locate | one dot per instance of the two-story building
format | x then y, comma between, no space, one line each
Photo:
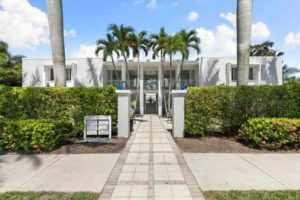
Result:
154,79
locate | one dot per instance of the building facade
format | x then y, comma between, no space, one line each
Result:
150,81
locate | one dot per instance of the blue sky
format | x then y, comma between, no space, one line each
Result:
87,20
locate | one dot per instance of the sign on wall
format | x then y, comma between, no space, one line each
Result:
97,126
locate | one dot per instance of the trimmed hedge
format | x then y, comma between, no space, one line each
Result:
271,134
33,135
58,104
225,109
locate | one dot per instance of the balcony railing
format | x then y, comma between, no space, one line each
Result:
152,84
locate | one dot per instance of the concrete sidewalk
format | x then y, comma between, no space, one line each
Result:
62,173
245,171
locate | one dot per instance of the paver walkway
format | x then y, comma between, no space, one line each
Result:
151,167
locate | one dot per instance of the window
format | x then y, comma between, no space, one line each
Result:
68,74
234,74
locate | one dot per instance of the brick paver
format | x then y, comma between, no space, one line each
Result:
151,167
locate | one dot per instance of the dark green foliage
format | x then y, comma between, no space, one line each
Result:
271,133
252,195
33,135
225,109
70,104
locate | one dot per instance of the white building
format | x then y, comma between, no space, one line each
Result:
93,72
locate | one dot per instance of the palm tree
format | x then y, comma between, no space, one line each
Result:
158,46
190,41
288,71
173,45
138,43
109,48
244,27
121,33
265,49
4,54
56,26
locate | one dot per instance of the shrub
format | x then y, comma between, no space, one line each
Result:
225,109
33,135
58,104
271,134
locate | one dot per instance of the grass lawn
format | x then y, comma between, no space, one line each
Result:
49,196
252,195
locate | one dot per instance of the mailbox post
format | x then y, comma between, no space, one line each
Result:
97,126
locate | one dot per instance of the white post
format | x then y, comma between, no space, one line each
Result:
178,97
124,75
142,90
178,85
124,101
160,85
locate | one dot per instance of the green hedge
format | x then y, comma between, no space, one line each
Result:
272,134
225,109
58,103
33,135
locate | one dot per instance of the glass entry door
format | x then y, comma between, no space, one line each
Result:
151,103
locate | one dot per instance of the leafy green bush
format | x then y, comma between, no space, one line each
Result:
225,109
58,104
33,135
272,134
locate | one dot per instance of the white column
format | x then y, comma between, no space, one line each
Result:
160,95
124,101
124,76
178,97
142,90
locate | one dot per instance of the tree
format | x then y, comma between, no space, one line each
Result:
265,49
4,54
244,27
56,26
139,43
190,41
173,45
109,48
121,33
158,46
288,71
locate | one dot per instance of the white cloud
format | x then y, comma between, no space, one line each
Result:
71,33
231,17
152,4
22,25
193,16
85,51
138,2
292,40
260,31
220,42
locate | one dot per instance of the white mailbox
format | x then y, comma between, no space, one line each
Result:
97,125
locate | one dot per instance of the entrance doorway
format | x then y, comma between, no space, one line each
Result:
151,103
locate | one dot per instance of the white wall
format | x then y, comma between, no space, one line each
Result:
217,71
85,72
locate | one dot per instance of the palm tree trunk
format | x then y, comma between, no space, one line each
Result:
56,26
244,27
127,71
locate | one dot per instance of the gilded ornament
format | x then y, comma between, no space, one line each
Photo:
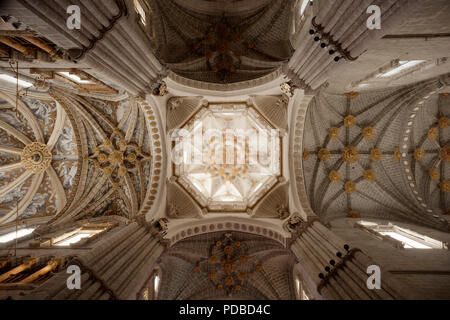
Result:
434,174
228,250
116,158
368,133
350,154
432,133
122,172
445,186
36,157
419,153
107,144
229,281
443,122
305,154
107,171
334,176
445,154
349,121
122,145
242,276
352,95
212,275
397,154
375,154
350,187
131,157
102,158
333,132
369,175
323,154
353,214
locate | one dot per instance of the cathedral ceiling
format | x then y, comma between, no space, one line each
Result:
357,161
73,157
222,265
223,49
38,158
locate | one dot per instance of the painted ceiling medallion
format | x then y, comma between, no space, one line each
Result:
419,153
353,214
434,174
350,187
349,121
368,132
443,122
222,46
333,133
350,154
445,186
334,176
445,154
376,154
305,154
397,154
370,175
323,154
228,265
432,133
220,161
115,157
36,157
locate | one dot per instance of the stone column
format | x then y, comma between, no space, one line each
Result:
338,270
115,268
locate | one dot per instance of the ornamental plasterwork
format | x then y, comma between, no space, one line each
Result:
227,171
121,155
34,140
429,152
36,157
228,265
353,156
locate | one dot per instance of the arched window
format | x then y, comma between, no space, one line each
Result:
405,238
140,11
151,288
15,235
300,289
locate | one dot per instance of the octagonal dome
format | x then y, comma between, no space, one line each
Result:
227,157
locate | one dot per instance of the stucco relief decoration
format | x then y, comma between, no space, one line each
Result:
228,264
36,157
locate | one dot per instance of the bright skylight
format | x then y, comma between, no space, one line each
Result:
403,66
12,235
303,7
156,283
408,243
408,238
75,78
77,237
222,163
13,80
140,11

WHAT THIS TASK INVOLVES ::
Rewrite the whole listing with every "Result" changed to "Output" and all other text kept the same. Leave out the pictures.

THE SOLUTION ::
locate | one dot per instance of the two-story building
format | x then y, comma between, no space, one line each
Photo:
Output:
154,79
locate | one dot per instance of the building facade
format | x then y, comma between, no space, one line each
Output:
150,81
locate | one dot per instance of the blue sky
format | x then y, comma between, no space, one line each
Output:
87,20
locate | one dot per instance of the sign on wall
format | x then y, comma between, no space, one line each
Output:
97,126
locate | one dot per instance of the trimmed hedge
format | x then y, comma between, no space, one line each
Output:
271,134
33,135
58,104
225,109
locate | one dot per instance of the balcony railing
format | x then y, comma between, no space, one line each
Output:
152,84
locate | one dot per instance of the concrete sidewalk
format | x then y, comma between, no space, one line each
Output:
62,173
245,171
locate | one dot per instance of the paver walkway
format | x then y, comma between, no space, one line each
Output:
151,167
locate | one dot per instance of the window
format | x then y, comma between, no space, one line each
Output:
68,74
234,74
locate | one dot per instance of the brick paver
format | x then y, comma between, no space, one line each
Output:
151,167
locate | one dot per instance of the dark green foliage
format | x then y, comma between, no space, one line each
Output:
271,133
252,195
33,135
225,109
70,104
locate | one dot per instance of the white building
format | x then y, comma between, no space, one line each
Output:
93,72
locate | one dot per instance of the palm tree
format | x then y, comma between, no space, one line each
Output:
158,46
190,41
288,71
173,45
138,43
109,48
244,27
121,33
265,49
4,54
56,26
locate | one dot per instance of the shrub
format | x then y, comma between, no space, one line each
Output:
225,109
33,135
58,104
271,134
locate | one dot per instance of the grass lawn
format | x then y, comma between, no space, one line each
Output:
49,196
252,195
locate | one dot per instance of the mailbox post
format | x then y, comma between, no space, one line each
Output:
97,126
locate | one dot per instance of the white post
format | x then y, comma between, no space, one line each
Output:
178,97
124,75
142,90
178,85
124,101
160,85
locate | one dot per instance of the green hedge
format | x then y, comma between, no space, one line each
Output:
272,134
225,109
58,103
33,135
locate | one dot per instance of the glass entry door
format | x then y, comma between, no space, one line each
Output:
151,103
locate | one dot per instance of the leafy green bush
format | x then y, comma between, no space, one line each
Output:
225,109
58,104
33,135
272,134
locate | one dot per instance of the white column
format | x then y, comma between, no space, one line each
Output:
160,95
124,101
124,76
178,97
142,90
locate | one dot per instance of the tree
format | x then y, comma between, no space, one line each
Output:
265,49
4,54
244,27
56,26
139,43
190,41
173,45
109,48
121,33
158,46
288,71
locate | one dot per instance of the white cloud
format | x then y, comma between, no space, one line each
Output:
71,33
231,17
152,4
22,25
193,16
85,51
138,2
292,40
260,31
220,42
locate | one dot per instance of the white mailbox
format | x then y, comma between, no space, one line each
Output:
97,125
locate | one dot per instance of the entrance doorway
format | x then y, comma between, no space, one line each
Output:
151,103
locate | one dot per instance of the white wall
format | x then y, comma between, no space, one line each
Output:
217,71
85,72
locate | one dot per instance of the palm tree trunk
format | x then y, comma between, no space, one line each
Output:
56,26
244,27
127,71
locate | one dot per instance of the gilded ornament
format | x then y, comma between, no space, one line each
Photo:
Output:
434,174
228,250
116,158
368,133
350,154
432,133
122,172
445,186
36,157
419,153
107,144
229,281
443,122
305,154
107,171
334,176
445,154
349,121
122,145
242,276
352,95
212,275
397,154
375,154
350,187
131,157
102,158
333,132
369,175
323,154
353,214
locate | one dot per instance of the cathedral ceiling
format | x then y, comma between, no space, one line each
Output:
357,161
73,157
222,265
223,49
38,158
locate | one dot per instance of the painted ceiling medallion
format | x then y, comma between, no space, one line each
Output:
419,153
353,214
434,174
350,187
349,121
368,132
443,122
222,46
333,133
350,154
445,186
334,176
445,154
376,154
305,154
397,154
370,175
323,154
228,265
432,133
220,161
115,157
36,157
locate | one dot per instance of the stone column
format | x then y, comma between, no space, one line each
Output:
338,270
115,268
locate | one dot per instance of the ornamental plasterwork
format | x then y, comma between, no space, one line each
Output:
227,171
121,155
34,140
429,152
36,157
228,265
353,156
locate | one dot per instance of the arched window
format | x then y, comma between, no space, one line each
Output:
405,238
140,11
151,288
15,235
300,289
locate | one dot per instance of the octagonal dome
format | x then y, comma between, no space, one line each
Output:
227,157
locate | one dot per instance of the stucco relief decoration
format | x then y, comma between, no space, one line each
Output:
228,264
36,157
locate | one dot per instance of the bright skylight
format | x then y, comma between, no space, one line each
Output:
403,66
12,235
303,7
156,283
408,243
408,238
75,78
77,237
222,163
13,80
140,11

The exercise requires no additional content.